Go to the line that contains "Look at the photo above. For every instance of the stone" and transcribe from there to the end of the entries, that line and the last one included.
━━━ DATA FOR ANALYSIS
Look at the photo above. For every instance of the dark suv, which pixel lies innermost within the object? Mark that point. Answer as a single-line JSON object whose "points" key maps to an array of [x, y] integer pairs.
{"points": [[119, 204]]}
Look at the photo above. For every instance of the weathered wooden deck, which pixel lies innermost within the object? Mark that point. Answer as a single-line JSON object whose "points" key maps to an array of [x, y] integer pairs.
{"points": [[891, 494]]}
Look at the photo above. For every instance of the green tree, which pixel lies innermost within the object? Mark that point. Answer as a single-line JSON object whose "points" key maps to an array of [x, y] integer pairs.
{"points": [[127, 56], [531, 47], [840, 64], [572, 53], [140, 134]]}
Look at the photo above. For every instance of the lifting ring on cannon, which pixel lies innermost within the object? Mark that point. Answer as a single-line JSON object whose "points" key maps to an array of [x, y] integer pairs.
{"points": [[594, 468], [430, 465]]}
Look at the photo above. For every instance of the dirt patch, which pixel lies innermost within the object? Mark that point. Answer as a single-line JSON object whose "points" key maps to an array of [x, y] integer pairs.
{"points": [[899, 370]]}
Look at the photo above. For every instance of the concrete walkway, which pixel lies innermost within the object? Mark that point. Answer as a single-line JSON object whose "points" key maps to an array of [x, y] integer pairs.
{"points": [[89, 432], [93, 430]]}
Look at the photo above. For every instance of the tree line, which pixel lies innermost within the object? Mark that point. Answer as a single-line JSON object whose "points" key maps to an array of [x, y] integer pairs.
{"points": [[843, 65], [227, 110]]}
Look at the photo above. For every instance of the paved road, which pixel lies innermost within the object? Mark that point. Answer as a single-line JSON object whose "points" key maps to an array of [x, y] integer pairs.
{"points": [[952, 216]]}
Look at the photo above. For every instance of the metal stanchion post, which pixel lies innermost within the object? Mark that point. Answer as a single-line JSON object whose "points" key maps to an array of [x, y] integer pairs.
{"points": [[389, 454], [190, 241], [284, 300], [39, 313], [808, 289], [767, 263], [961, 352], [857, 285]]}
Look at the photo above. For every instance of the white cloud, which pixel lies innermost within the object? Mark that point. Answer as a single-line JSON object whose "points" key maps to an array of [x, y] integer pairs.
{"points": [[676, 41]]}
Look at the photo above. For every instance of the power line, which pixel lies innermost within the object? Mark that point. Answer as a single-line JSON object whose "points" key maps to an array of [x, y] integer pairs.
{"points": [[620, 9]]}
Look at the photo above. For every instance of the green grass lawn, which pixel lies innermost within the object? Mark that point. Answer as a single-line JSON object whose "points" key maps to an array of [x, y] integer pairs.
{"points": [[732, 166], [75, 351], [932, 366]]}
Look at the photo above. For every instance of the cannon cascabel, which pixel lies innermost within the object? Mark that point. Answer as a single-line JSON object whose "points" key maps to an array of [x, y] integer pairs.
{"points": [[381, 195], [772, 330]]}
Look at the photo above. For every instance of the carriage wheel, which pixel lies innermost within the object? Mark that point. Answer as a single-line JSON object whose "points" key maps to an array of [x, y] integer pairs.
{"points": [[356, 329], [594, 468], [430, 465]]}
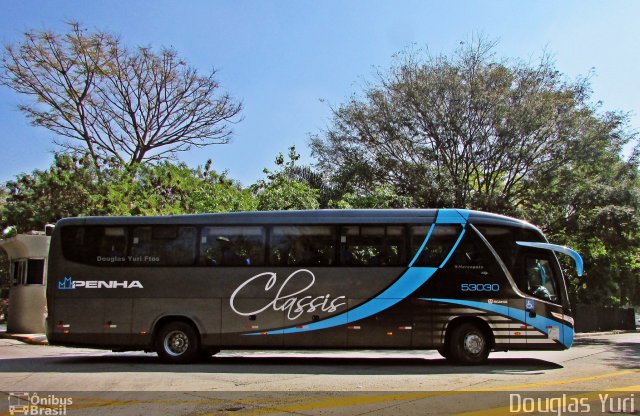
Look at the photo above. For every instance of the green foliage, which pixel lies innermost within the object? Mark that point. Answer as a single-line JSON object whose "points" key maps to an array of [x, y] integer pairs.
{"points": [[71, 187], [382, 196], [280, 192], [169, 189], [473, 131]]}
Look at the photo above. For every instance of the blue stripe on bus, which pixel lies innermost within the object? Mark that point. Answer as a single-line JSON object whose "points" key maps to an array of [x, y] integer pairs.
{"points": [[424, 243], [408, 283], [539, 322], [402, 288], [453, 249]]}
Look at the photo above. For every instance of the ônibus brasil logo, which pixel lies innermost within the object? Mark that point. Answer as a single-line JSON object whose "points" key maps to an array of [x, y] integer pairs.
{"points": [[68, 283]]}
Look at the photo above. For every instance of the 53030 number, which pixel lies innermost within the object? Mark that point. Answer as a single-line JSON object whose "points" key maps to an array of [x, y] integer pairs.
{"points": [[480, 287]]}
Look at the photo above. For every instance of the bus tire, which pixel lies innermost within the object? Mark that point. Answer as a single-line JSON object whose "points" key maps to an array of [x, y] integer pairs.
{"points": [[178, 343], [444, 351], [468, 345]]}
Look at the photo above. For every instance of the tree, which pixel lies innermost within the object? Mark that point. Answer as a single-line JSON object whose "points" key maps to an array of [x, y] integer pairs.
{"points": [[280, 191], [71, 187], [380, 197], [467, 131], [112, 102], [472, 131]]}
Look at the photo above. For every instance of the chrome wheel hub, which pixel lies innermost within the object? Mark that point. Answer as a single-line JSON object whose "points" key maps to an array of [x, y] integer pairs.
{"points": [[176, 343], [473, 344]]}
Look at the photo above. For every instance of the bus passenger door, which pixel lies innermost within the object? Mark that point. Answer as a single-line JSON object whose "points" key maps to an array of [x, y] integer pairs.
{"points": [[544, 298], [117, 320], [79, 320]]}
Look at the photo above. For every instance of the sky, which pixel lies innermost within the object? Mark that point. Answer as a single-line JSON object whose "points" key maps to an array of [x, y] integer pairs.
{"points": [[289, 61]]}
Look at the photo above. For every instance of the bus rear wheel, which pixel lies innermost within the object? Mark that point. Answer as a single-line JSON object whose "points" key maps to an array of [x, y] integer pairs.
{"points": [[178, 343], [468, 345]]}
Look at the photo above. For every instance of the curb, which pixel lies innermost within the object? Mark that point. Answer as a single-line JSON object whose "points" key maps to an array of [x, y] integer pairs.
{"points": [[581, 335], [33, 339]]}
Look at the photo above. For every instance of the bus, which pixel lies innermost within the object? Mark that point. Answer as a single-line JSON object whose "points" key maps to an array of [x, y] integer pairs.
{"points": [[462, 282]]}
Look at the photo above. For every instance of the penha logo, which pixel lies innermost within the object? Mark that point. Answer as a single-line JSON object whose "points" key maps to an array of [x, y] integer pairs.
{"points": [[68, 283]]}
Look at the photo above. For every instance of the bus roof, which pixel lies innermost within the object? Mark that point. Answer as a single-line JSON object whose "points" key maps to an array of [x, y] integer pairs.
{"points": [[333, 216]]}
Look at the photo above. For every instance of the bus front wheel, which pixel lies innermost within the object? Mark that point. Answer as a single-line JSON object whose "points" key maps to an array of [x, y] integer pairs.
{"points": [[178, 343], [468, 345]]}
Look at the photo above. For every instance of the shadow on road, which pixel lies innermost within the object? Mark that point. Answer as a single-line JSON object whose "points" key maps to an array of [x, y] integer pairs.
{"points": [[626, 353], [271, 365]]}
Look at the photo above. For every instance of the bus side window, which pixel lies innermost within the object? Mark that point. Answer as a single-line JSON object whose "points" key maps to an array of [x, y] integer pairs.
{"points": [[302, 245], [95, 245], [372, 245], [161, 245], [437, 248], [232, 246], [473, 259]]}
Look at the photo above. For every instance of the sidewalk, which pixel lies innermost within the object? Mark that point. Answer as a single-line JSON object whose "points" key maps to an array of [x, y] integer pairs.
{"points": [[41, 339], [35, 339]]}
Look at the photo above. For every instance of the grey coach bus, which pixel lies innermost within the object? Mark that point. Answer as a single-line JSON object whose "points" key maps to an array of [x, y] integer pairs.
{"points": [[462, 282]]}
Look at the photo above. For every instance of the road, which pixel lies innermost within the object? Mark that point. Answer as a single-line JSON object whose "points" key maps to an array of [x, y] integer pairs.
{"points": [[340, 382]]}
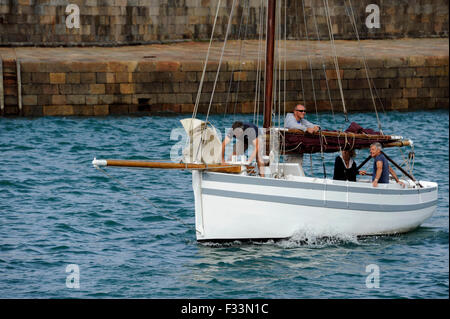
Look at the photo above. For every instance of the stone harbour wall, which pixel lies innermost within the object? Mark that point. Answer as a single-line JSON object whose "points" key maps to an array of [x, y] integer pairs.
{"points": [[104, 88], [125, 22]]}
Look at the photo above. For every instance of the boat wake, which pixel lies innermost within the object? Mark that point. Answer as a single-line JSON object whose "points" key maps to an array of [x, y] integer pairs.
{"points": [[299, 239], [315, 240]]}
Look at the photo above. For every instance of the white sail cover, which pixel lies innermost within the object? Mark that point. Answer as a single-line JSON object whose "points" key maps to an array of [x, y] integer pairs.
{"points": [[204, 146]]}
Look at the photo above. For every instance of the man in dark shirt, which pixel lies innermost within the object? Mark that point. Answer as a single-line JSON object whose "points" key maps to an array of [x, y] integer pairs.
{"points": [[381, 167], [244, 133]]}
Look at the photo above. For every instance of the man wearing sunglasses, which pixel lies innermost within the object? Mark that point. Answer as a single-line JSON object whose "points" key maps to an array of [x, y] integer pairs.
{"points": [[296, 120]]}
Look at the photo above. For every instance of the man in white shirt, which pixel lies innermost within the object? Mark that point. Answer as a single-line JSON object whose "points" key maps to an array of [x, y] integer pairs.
━━━━━━
* [SOLVED EXERCISE]
Look at the photo above. For every instance of the stone harbour wall, which pixel lies innermost within the object? Mark that point. Answer as a single-line JSON object whose "points" key maps to an array of [x, y] integer pairs.
{"points": [[104, 88], [125, 22]]}
Look at the photo above. For every instance of the boat wake, which pixel lies innermost within the object? Mark that point. Answer as a single-line JSON object whose "points" key maps to an array of [x, y] integer pairs.
{"points": [[299, 239], [315, 240]]}
Look at the photo above. For every instance of the white sail cover, which pixel lies innermost within the object? Mark that point. Answer as a single-line JSON object whose "points" key maps to an array of [x, y] integer pairs.
{"points": [[204, 146]]}
Look at the photo above. For every instance of the man in dark shirt, which pixel lies innermost within the object? Mark that point. Answer as a single-line JSON object whose "points" key maps to an array of [x, y] integer pairs.
{"points": [[381, 167], [244, 133]]}
Look at the photo above. For every instance of the man wearing sunglasses, which pixel lies innermost within the object? Mark that point. Answer as a single-line JSON object whose "points" key maps to an array of [x, y] integer pairs.
{"points": [[296, 120]]}
Look at the photo above. For every instance of the man in white shirt, which pixel lies innermost within the object? Mark that point. Answer as a single-line JSON object whose "points" key maps to an array of [x, y] integer pairs.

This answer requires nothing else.